Data extracted from a collection |
____________________
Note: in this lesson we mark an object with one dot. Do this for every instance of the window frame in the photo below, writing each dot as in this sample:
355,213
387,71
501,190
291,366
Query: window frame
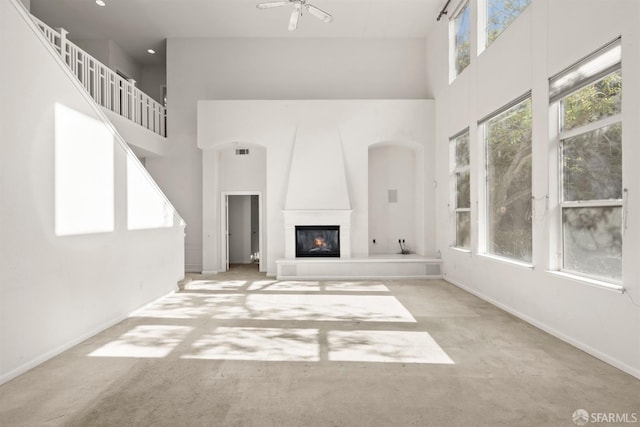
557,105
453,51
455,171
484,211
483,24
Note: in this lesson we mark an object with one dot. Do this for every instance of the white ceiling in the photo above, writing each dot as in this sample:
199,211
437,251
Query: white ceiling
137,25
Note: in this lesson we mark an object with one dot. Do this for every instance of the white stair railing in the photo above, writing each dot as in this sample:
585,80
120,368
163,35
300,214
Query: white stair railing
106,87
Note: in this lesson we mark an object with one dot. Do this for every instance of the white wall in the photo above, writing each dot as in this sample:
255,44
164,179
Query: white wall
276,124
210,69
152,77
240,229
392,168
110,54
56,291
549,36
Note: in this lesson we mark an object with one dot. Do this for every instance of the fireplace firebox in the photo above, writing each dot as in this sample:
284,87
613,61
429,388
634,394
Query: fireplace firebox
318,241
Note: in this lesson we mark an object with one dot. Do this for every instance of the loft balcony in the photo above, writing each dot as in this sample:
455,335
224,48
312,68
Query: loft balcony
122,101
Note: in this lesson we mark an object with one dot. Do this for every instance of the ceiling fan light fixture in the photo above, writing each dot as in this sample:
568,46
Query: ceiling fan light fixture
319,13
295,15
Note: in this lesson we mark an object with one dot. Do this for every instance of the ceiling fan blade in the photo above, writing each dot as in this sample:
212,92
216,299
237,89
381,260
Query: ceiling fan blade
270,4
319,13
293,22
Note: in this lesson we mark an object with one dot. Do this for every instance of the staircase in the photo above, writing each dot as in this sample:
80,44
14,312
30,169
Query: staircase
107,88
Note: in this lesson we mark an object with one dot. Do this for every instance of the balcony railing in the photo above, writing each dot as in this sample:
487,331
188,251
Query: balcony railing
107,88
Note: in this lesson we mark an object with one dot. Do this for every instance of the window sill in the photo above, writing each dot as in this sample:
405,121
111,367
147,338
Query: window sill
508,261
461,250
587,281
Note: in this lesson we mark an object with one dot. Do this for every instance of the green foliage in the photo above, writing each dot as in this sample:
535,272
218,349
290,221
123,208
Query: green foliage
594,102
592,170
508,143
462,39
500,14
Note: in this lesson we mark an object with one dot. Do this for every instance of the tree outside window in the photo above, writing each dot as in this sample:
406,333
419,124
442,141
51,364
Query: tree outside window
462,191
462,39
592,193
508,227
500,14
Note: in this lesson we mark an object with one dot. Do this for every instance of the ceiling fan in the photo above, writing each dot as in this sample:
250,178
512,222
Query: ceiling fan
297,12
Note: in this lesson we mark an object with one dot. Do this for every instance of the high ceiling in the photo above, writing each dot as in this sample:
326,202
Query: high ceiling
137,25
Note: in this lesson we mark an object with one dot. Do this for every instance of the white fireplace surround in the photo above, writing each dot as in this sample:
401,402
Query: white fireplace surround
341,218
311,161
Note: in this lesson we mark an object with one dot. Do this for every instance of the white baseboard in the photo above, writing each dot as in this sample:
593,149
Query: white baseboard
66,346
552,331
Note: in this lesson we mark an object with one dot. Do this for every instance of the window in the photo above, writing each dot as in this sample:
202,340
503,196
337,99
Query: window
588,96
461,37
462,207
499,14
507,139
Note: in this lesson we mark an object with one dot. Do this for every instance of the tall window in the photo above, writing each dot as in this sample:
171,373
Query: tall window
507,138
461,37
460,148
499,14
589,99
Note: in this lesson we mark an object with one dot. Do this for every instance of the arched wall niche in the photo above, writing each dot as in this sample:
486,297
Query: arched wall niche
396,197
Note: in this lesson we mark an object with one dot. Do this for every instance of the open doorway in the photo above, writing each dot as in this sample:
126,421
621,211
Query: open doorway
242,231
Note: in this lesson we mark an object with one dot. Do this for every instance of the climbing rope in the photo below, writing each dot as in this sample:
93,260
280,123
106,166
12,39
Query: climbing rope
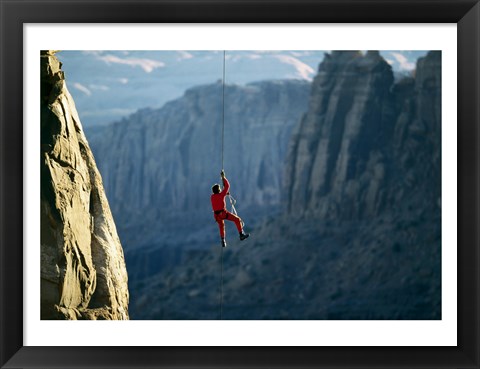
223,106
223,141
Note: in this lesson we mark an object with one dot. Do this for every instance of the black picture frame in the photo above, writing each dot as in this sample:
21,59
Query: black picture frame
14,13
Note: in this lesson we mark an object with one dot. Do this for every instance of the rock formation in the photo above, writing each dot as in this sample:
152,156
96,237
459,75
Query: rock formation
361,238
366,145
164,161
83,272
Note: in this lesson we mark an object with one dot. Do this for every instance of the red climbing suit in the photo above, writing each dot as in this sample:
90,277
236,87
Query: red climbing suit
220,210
____________________
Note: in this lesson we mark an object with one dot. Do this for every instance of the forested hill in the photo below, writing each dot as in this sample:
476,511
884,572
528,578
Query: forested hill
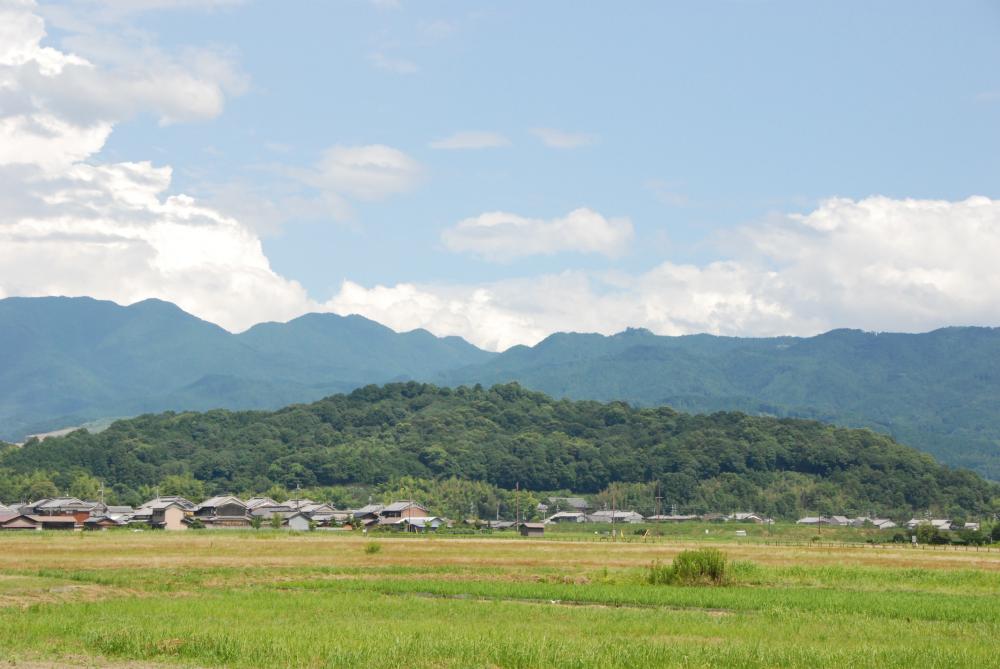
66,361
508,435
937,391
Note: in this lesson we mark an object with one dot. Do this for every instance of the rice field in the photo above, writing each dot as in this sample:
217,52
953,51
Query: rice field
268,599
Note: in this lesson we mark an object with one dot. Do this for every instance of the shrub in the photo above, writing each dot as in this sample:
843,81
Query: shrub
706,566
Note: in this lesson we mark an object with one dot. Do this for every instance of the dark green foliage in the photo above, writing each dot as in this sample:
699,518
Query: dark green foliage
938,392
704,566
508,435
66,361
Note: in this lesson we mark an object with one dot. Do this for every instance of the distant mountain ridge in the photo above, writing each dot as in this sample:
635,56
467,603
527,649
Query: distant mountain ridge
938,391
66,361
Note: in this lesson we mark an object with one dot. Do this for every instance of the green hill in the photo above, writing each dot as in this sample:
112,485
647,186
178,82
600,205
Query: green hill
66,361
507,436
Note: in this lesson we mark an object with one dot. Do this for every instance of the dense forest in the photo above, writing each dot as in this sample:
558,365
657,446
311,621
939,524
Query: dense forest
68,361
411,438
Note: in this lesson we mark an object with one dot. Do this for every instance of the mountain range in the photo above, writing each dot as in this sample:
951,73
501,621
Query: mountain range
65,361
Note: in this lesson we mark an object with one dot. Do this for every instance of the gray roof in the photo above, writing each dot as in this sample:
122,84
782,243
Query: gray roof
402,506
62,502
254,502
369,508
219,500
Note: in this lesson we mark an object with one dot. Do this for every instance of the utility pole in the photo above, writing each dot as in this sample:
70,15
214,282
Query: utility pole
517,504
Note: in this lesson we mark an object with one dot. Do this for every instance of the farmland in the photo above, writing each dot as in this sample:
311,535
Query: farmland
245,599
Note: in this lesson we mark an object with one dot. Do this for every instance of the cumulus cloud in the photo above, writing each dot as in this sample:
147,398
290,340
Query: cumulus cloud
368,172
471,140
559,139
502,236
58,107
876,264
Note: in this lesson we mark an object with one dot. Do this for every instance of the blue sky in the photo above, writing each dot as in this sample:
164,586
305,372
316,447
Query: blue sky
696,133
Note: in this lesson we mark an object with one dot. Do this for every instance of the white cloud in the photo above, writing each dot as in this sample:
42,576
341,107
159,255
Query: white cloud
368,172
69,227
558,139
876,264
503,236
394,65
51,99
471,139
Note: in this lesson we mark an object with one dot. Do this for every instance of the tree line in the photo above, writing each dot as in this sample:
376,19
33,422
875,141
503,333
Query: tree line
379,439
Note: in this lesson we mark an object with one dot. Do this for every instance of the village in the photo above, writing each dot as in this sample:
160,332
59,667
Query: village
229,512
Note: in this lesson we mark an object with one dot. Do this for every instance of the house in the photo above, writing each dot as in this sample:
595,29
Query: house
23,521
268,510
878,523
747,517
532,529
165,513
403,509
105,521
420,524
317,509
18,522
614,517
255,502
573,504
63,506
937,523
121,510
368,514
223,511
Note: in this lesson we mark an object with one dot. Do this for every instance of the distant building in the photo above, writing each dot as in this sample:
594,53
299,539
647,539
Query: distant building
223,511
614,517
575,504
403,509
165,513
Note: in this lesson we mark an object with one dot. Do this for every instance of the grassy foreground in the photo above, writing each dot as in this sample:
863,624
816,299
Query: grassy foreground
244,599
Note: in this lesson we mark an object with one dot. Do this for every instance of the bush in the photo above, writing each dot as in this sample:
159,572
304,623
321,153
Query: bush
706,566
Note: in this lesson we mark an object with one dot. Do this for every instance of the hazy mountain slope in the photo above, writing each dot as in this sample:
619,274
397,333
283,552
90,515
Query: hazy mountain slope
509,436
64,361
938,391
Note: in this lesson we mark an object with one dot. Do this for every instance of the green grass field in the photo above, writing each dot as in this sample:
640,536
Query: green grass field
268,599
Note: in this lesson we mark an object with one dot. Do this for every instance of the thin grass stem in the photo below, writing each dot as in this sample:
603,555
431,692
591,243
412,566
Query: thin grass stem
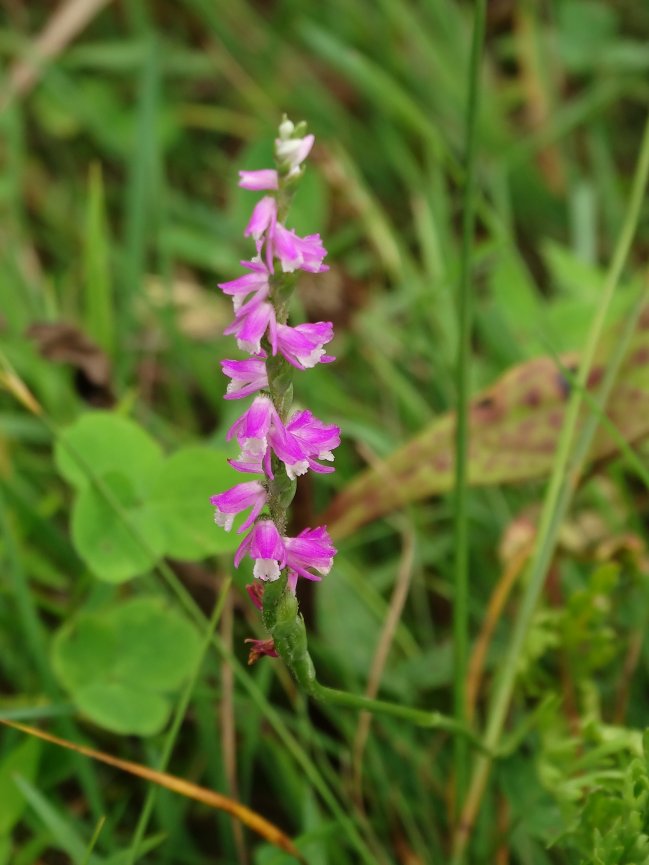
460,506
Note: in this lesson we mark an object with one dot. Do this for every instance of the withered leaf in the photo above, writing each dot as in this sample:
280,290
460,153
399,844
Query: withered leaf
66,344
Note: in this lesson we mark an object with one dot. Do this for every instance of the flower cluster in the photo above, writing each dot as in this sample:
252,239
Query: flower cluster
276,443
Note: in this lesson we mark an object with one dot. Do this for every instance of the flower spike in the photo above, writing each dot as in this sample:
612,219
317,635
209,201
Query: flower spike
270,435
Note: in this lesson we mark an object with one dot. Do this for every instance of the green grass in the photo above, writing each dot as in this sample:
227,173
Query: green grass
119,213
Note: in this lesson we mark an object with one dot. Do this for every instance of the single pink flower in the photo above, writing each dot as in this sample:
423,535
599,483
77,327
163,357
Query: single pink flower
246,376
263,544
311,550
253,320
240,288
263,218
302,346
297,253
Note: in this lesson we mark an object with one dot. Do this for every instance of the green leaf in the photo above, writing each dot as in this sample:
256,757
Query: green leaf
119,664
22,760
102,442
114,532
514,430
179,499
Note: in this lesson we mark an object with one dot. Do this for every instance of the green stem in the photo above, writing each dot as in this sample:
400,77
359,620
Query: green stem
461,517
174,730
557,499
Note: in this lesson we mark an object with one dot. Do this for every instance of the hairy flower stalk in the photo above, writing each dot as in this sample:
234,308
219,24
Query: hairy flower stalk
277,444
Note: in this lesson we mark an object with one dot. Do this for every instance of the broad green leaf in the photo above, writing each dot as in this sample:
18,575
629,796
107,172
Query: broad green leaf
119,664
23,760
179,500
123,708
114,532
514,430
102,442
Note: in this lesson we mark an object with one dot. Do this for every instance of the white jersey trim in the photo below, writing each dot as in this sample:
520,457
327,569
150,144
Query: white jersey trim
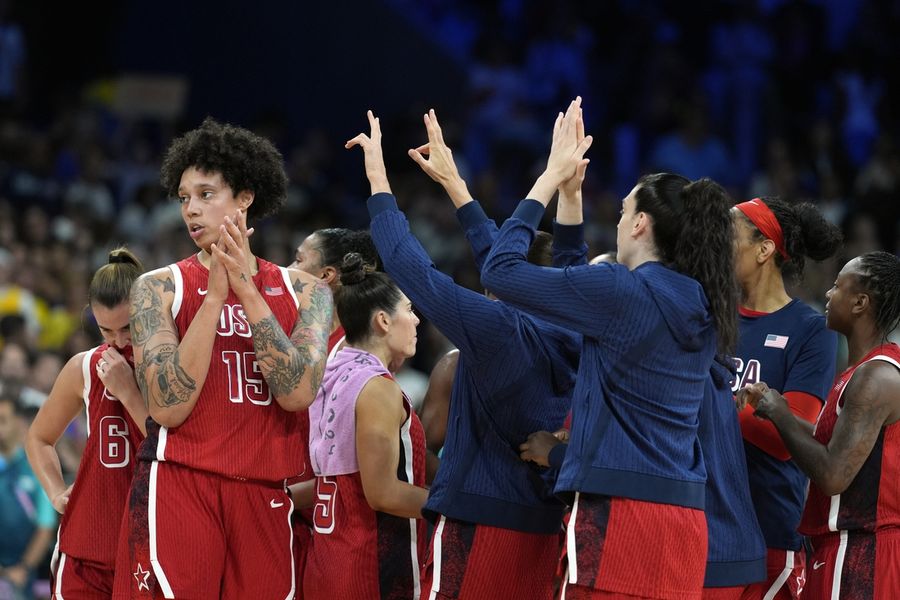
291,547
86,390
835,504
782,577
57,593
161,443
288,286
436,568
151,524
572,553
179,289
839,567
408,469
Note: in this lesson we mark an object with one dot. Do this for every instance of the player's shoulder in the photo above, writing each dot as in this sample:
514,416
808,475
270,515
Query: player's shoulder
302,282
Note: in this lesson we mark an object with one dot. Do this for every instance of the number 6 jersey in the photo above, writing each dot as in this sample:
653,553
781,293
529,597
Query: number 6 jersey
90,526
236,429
____________________
What to produce | Check each line of the records for "below" and copy the ones that contain it.

Answer for this exercise |
Note: in this lesson we mark an object with one dot. Do this for every instance of the window frame in the photo below, writing each dot as in this sample:
Note: in this lesson we mark an object with one dot. Do this for every instance of the climbing rope in the photo below, writing each dot as in this sample:
Note: in this lesson we mark an object with one dot. Do this for every instance of the forested hill in the photo below, writing each dot as in this sample:
Note: in this lesson we mark an object with one dot. Do this for every instance of the thin grass stem in the photo below, writing each dot as in this sample:
Note: in this lesson we mark an object with one dot. Do this for every instance of the white jersey trim in the photo below, writing each dot as in this sample:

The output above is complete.